Exercise instructions:
Reproduce the records starting at the line containing "Target: hazy horizon" and ending at the end of the records, with "spruce tree" renamed to "fir tree" and nothing else altered.

Material for this task:

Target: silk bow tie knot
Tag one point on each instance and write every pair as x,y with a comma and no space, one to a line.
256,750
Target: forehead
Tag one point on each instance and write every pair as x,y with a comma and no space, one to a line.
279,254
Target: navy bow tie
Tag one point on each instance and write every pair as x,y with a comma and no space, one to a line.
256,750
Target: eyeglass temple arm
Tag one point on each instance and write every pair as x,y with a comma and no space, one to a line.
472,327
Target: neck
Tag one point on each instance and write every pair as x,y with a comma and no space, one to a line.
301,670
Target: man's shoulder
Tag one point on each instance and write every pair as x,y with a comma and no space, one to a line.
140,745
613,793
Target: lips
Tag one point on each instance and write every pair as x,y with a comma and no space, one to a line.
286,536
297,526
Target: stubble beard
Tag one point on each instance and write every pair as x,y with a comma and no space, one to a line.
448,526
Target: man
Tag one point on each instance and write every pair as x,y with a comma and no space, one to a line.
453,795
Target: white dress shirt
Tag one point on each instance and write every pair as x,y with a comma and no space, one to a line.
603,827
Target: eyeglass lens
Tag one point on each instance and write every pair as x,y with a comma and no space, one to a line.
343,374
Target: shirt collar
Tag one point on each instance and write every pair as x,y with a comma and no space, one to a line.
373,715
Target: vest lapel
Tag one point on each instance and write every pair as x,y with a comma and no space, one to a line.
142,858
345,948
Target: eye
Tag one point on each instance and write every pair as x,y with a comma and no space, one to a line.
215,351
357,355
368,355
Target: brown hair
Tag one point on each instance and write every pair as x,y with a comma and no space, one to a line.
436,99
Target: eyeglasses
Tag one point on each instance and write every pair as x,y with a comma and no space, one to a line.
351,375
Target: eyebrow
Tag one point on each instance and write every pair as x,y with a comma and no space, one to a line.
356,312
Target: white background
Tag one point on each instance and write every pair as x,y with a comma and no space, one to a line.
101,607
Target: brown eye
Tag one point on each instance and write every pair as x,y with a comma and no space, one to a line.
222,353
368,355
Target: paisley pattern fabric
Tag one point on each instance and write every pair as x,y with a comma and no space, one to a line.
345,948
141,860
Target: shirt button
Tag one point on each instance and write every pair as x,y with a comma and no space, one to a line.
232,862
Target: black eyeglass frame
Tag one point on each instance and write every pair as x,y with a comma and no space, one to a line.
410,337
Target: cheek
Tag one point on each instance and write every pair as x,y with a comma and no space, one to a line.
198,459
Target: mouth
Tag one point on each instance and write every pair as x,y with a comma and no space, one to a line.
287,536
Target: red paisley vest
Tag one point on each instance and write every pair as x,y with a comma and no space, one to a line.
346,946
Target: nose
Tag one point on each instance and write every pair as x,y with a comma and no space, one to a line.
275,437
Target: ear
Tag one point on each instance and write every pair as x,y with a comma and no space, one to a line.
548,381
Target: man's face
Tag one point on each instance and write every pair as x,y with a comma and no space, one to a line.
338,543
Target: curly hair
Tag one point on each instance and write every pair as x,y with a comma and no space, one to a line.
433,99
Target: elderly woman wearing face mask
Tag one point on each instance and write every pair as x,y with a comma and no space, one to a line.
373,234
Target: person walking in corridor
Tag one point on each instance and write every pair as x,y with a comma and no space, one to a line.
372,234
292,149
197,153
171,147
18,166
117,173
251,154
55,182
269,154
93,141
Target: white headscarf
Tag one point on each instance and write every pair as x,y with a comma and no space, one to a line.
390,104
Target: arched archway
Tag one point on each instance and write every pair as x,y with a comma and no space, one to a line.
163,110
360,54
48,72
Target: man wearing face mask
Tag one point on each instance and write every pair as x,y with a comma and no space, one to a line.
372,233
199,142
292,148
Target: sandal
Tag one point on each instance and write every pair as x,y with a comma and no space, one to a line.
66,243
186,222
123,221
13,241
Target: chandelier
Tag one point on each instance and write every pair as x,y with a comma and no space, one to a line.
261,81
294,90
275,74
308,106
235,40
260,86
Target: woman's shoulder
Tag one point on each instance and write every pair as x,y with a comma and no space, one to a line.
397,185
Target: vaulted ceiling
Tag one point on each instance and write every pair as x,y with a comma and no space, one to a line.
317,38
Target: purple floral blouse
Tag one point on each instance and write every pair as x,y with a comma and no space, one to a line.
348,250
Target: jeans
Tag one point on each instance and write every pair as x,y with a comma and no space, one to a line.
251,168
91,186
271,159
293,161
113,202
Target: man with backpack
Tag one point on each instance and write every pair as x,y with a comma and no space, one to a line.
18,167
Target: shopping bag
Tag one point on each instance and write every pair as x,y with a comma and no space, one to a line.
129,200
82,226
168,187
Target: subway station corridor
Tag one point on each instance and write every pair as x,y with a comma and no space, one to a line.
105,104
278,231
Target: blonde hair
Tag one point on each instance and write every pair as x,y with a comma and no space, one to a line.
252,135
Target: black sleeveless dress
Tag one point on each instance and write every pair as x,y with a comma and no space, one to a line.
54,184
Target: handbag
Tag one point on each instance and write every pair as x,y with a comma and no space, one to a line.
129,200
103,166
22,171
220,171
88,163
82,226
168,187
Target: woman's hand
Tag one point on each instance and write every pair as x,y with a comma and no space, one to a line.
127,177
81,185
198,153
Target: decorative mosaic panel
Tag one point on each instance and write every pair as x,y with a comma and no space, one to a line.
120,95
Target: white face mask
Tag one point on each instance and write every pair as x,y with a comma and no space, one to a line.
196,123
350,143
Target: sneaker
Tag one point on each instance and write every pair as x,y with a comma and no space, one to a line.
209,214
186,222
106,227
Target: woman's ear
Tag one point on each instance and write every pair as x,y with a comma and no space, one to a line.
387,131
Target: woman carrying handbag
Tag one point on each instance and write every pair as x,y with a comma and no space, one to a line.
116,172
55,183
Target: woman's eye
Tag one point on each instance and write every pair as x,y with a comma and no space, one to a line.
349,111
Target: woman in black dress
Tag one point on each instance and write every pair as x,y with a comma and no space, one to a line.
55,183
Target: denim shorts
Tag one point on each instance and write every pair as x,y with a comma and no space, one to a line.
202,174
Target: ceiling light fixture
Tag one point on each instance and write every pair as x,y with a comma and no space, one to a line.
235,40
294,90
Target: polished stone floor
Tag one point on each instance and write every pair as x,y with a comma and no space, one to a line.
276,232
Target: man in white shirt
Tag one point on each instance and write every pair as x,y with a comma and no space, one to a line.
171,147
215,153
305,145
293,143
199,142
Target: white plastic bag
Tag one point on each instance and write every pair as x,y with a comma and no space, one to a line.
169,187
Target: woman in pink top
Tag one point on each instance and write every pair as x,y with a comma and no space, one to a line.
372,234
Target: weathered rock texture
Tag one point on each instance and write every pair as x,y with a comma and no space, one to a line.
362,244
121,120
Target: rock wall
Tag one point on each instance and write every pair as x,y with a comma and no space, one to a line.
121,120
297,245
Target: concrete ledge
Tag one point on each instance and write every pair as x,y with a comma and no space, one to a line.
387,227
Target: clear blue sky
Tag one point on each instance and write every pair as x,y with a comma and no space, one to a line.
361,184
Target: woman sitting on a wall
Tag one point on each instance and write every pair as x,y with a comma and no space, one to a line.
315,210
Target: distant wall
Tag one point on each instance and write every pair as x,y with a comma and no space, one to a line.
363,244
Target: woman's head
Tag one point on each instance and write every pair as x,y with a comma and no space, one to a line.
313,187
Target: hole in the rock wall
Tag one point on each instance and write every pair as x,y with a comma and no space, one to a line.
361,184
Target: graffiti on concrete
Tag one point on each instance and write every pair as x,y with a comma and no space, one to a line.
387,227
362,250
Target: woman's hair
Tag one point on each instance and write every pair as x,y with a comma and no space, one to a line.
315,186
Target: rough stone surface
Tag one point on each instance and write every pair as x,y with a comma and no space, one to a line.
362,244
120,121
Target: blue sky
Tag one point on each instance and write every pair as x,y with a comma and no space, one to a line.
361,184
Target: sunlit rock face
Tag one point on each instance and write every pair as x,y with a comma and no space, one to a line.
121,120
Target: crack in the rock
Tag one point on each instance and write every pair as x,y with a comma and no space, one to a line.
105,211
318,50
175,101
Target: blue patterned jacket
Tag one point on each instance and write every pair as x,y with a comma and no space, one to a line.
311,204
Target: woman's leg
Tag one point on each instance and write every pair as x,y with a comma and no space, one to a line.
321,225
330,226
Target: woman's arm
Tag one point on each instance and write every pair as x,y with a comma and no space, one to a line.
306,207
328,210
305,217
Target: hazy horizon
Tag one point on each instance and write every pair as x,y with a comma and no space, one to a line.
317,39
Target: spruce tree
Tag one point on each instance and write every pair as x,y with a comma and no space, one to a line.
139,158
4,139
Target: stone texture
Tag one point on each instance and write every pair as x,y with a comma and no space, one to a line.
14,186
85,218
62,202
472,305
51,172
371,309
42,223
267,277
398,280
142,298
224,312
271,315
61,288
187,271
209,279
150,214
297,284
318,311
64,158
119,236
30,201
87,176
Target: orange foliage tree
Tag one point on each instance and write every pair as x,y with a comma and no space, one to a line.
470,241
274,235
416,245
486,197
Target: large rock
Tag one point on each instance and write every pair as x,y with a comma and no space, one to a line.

Task output:
Target: hazy horizon
Tag one point on each instance and write every pair as x,y with a comma and no space, one to a line.
317,39
Target: fir tree
Tag one point on each instance and write every pair as x,y with a comma and no space, one to a line.
139,158
4,139
Target: stone texture
Tag one point on each instance and write every pair as x,y with a comma and no space, one to a line.
14,186
85,218
62,202
472,305
51,172
371,309
42,223
267,277
398,280
142,298
224,312
271,315
61,288
187,271
209,279
150,214
297,284
318,311
64,158
119,236
30,201
87,176
Target: orange foliage tree
Tag one point on each instance and write every pair as x,y with a comma and no space, one to a line.
470,241
274,235
416,245
486,197
Target: large rock
Tag one point on each instance and write every pair as x,y with a comma and no space, one to a line.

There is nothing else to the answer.